Exercise goal => Reproduce, word for word, the portion of the passage on today's standard of living below, starting at "Of course, the" and ending at "much we have.".

Page excerpt =>
It is a strange world we live in today. There are people in third-world countries who have cell phones and internet access, yet they struggle just to put food on the table. It is even becoming bizarre in America, where we have gadgets that were unimaginable just a few years ago, yet the cost of our basic needs are going up.
It makes it quite hard to judge our standard of living. Compare a middle class family living in the year 2012 with the average middle class family in the 1950's. We have so many luxuries today that would have seemed impossible then. We aren't flying around on spaceships like the Jetsons yet, but we have instant communication throughout the world. We have wireless phones. We have microwave ovens. We have giant televisions with hundreds of channels. A middle class family in the 50's would have been lucky to have one television set. And there was certainly no remote control.
Of course, the list could go on for pages. There is no question that we have luxuries today that we take for granted. If we went back in time and had to live in the 50's (or even the 90's), we would quickly realize how much we have.

Given data =>
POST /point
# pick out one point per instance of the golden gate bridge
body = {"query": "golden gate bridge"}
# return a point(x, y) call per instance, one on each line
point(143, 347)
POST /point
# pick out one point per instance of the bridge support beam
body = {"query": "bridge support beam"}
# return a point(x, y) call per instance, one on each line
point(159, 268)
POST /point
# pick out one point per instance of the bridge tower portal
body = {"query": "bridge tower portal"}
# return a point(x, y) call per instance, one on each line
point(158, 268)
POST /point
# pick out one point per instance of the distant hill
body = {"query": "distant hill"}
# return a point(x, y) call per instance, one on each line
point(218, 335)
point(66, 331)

Response to this task =>
Of course, the list could go on for pages. There is no question that we have luxuries today that we take for granted. If we went back in time and had to live in the 50's (or even the 90's), we would quickly realize how much we have.